◆ USANDO LA INFORMACIÓN ◆
1. Según el fragmento, ¿qué coche le regaló la abuela a quien escribe?
2. Reproduce, por favor, el tramo del fragmento que va desde "Mi reacción inicial" hasta "por lugares exóticos.".

◆ FRAGMENTO SELECCIONADO ◆
++++

Cuando estaba en la universidad, mi abuela me regaló su coche. Era un Seat León rojo del año 2003 con paquete deportivo. Intuyo que mi abuela escogió ese modelo porque sabía que sería su último coche y quería dármelo a mí. Cuando terminé mis estudios y me fui a buscarme la vida al extranjero en 2013, el coche se quedó en casa de mis padres a las afueras de Madrid y lo seguí usando cada vez que volvía a visitarlos. Regresé a España en 2022 y cuando me instalé en el centro descubrí que el León no podía entrar en la ciudad —había transcurrido el periodo de gracia para matricular vehículos contaminantes en el municipio— y lo aguanté aparcado en Colonia Jardín hasta que la primera avería grave, fruto del abandono, precipitó su desguace.
Imagino que los desguaces estarán llenos de coches que podrían haber prestado un servicio más longevo de no haber sido por las restricciones medioambientales. Sin embargo, un Fiat Marea del noventaiocho se ha hecho célebre por burlar el cementerio: hace ya un par de meses que sigo la cuenta de Instagram de Fabio Belnome, un tipo que no puede entrar en Madrid o Barcelona con su coche de novecientos euros pero que sí puede conducirlo hasta Japón. De hecho, si todo va bien, Fabio y su Marea deberían estar arribando a las costas de Japón en un ferry desde Corea del Sur en este momento.
Mi reacción inicial a los stories de Fabio fue de envidia: primero, por mantener con vida una supuesta chatarra contaminante y demostrar que son precisamente estos vehículos antiguos pero bien construidos los que merece la pena tener; segundo, porque mientras yo deslizo el pulgar por el cristal de la pequeña pantalla de mi teléfono móvil este tipo está viviendo. No todo el mundo puede arrancar el asiento del copiloto de una tartana de casi treinta años, meter un saco de dormir y un colchón hinchable y dedicarse a viajar durante meses por lugares exóticos.
Mi segunda reacción fue la de cualquier mediocre que ve a alguien embarcarse en una aventura algo loca: cinismo. Compartía con amigos los stories de Fabio a medida que se adentraba en países complicados y los acompañaba de mensajes tipo: «aquí se le romperá el coche», «en este país le van a cortar el cuello para robarle las botas» o «en cualquier momento lo encierran en un gulag». Nada de eso sucedió. El tipo fue venciendo los obstáculos, cubriendo etapas. A saber: de Barcelona a los Balcanes, de ahí a Turquía, después Irán, varias ex repúblicas soviéticas de Eurasia, Rusia, Mongolia, Rusia otra vez y ya de ahí a Corea del Sur y a Japón en ferry. Y yo, mientras tanto, en el salón como un coche desguazado viendo cómo Fabio me enseñaba el mundo a través de sus publicaciones: me descubrió hospitalidades insospechadas, dificultades en el camino, paisajes que nunca veré. Confirmó los peligros de adentrarse en países de siniestros regímenes como Irán, Turkmenistán o Rusia. Reflexionó sobre la soledad y las decisiones, inspirando a muchos de sus seguidores. Probó que el desguace es evitable: basta con un poco de mantenimiento y con seguir rodando, evitar el anquilosamiento.
Finalmente, mi tercera reacción fue de admiración: la que sentimos por alguien que se atreve a hacer algo con lo que los demás soñamos. Arrancar un coche, conducir y no parar hasta Japón. Suena bien.

++++

◆ Entradas de datos recopiladas ◆
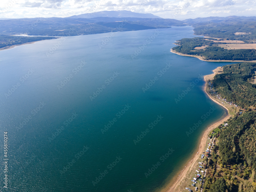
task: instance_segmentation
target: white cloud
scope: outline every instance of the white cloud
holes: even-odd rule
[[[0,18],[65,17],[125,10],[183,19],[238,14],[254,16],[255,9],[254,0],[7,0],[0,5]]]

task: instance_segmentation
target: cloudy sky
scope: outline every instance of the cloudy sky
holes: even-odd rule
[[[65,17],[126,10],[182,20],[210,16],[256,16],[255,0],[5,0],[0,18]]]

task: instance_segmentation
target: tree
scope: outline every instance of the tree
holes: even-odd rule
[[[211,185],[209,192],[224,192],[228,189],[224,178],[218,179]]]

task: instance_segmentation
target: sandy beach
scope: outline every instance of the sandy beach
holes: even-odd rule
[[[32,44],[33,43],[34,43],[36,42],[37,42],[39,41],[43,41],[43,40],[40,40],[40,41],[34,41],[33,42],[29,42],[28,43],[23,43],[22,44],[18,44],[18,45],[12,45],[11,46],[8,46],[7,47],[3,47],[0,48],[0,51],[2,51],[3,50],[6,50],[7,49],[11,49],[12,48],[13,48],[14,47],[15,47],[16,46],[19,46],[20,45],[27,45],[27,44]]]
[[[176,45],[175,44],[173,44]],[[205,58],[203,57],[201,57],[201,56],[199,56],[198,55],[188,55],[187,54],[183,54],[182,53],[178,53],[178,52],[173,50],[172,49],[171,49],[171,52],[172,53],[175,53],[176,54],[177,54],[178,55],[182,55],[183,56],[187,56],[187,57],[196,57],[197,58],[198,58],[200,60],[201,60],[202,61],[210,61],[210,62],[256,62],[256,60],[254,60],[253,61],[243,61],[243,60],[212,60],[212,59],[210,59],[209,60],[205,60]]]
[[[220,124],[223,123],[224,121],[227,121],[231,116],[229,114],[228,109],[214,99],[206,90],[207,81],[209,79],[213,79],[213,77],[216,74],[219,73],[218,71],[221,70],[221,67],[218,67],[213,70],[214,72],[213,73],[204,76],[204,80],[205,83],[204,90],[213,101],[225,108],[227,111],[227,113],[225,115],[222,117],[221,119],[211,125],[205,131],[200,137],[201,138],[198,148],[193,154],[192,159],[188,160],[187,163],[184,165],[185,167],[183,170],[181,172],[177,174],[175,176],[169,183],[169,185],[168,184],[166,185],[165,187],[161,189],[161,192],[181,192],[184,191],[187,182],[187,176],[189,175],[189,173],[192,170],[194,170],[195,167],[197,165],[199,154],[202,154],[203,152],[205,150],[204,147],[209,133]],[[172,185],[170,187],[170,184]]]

++++

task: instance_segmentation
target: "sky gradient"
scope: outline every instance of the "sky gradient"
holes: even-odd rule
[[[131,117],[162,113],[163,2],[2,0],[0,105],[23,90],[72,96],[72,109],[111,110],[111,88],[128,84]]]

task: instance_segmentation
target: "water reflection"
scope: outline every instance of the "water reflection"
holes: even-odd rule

++++

◆ TAREAS RESUELTAS ◆
1. Un Seat León rojo del año 2003 con paquete deportivo.

2.
Mi reacción inicial a los stories de Fabio fue de envidia: primero, por mantener con vida una supuesta chatarra contaminante y demostrar que son precisamente estos vehículos antiguos pero bien construidos los que merece la pena tener; segundo, porque mientras yo deslizo el pulgar por el cristal de la pequeña pantalla de mi teléfono móvil este tipo está viviendo. No todo el mundo puede arrancar el asiento del copiloto de una tartana de casi treinta años, meter un saco de dormir y un colchón hinchable y dedicarse a viajar durante meses por lugares exóticos.